# start of Input records

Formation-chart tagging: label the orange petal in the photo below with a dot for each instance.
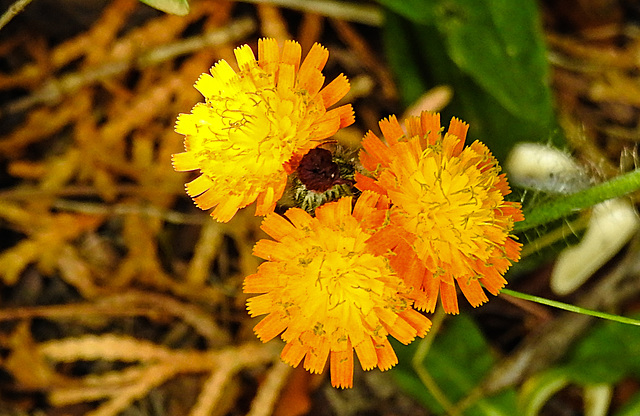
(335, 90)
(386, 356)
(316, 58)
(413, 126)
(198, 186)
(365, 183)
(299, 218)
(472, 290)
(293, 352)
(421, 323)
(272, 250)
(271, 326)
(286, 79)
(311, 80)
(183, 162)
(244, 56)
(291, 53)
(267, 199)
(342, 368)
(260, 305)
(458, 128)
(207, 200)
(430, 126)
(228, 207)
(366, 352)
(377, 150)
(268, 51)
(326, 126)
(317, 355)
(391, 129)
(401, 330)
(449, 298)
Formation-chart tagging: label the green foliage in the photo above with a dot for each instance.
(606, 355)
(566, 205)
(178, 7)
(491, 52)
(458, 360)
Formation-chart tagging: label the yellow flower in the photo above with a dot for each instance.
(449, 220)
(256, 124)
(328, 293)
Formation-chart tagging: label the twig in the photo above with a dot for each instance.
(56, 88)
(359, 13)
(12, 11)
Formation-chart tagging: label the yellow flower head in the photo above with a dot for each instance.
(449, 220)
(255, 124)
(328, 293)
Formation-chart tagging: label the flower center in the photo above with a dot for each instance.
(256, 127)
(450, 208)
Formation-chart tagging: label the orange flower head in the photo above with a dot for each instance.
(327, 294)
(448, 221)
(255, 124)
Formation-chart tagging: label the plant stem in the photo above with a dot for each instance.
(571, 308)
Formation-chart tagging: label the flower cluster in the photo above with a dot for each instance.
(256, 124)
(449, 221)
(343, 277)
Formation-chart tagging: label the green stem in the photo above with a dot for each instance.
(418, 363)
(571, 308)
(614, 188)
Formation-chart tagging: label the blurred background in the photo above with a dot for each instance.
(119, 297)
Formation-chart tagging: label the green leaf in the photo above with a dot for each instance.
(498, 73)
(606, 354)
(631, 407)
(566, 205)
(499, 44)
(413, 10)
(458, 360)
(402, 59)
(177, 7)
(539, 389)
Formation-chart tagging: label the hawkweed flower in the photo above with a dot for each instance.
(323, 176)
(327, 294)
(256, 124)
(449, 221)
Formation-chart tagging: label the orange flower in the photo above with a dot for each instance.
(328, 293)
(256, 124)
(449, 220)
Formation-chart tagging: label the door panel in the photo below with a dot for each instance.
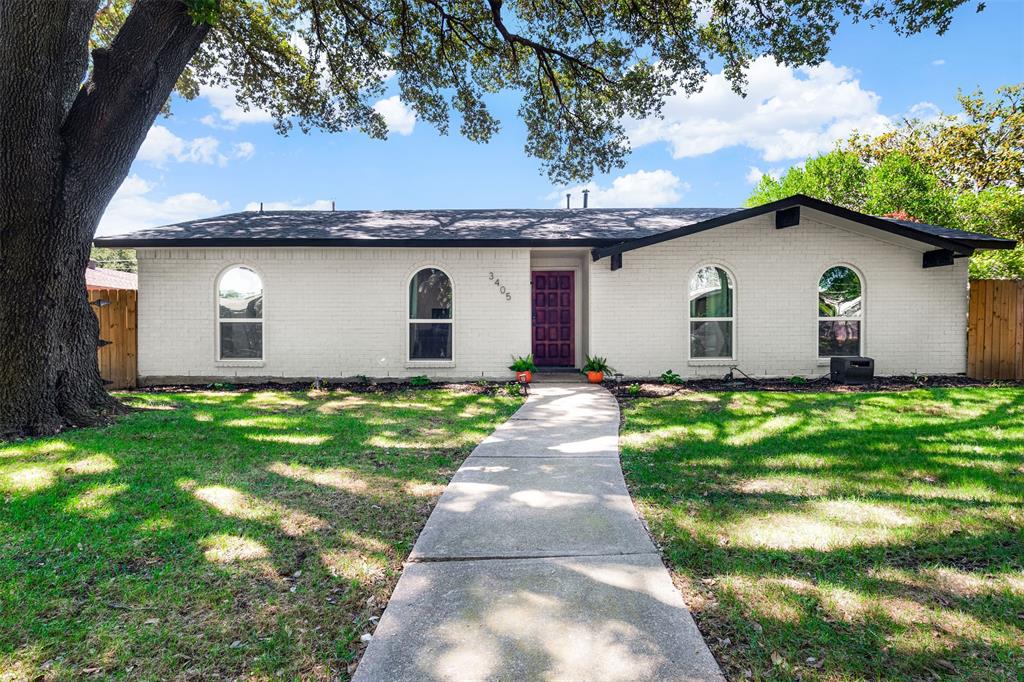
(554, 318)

# end of Input records

## Challenge
Reproduce the data above in full, exactly as it is, with the pictures left out.

## Result below
Formation-chart tagging: label the orange petal in the photo below with a dot for each instance.
(335, 90)
(386, 356)
(316, 58)
(413, 126)
(198, 186)
(365, 183)
(299, 218)
(472, 290)
(293, 352)
(421, 323)
(272, 250)
(271, 326)
(286, 79)
(311, 80)
(183, 162)
(244, 56)
(291, 53)
(267, 199)
(342, 368)
(260, 305)
(458, 128)
(207, 200)
(430, 126)
(228, 207)
(366, 352)
(377, 150)
(268, 51)
(326, 126)
(317, 355)
(391, 129)
(401, 330)
(449, 298)
Formation-chart tagging: label the green foliage in the photo above with a dot for each instance.
(606, 355)
(566, 205)
(178, 7)
(491, 52)
(458, 360)
Formation-chart tagging: label the yellow flower in the photo above with a dot for each instance.
(449, 220)
(256, 124)
(328, 293)
Formation-chart tagging: label the twig in the photo above with a dot for each instance.
(56, 88)
(359, 13)
(12, 11)
Formation-chart tagging: label the yellow flower head in the photo above with a dot for each instance.
(449, 220)
(255, 124)
(328, 293)
Formation-chart tagging: label the flower center in the photo above with a dot for each instance.
(256, 127)
(450, 208)
Formation-chart tagging: label the orange flower head in the photo above with a dot for each instance.
(327, 294)
(448, 221)
(255, 124)
Formation-chart tagging: label the plant stem in the photo above with a dot for each instance.
(571, 308)
Formation-chart tagging: label the flower cluster in the photo above with a dot for each instance.
(256, 124)
(449, 221)
(343, 277)
Formation-chart tagging: label the green stem in the photo above with a dot for each instance.
(418, 363)
(571, 308)
(614, 188)
Formation-chart tagging: label the blurred background in the photo above with a dot for each instance.
(119, 297)
Formation-chart tagging: label the green leaf in the photo above with a dot for each instance.
(498, 73)
(606, 354)
(631, 407)
(566, 205)
(499, 44)
(413, 10)
(458, 360)
(402, 59)
(177, 7)
(539, 389)
Formation-chart tagging: label the hawkweed flower in the photo above with a dot for each instance.
(323, 176)
(327, 294)
(256, 124)
(449, 221)
Formation-chart tagging: label the orange flower in the photo above with a dot for each instance.
(328, 293)
(256, 124)
(449, 220)
Formation-chart tagging: label the door panel in the photo below with a dot for each instance.
(554, 318)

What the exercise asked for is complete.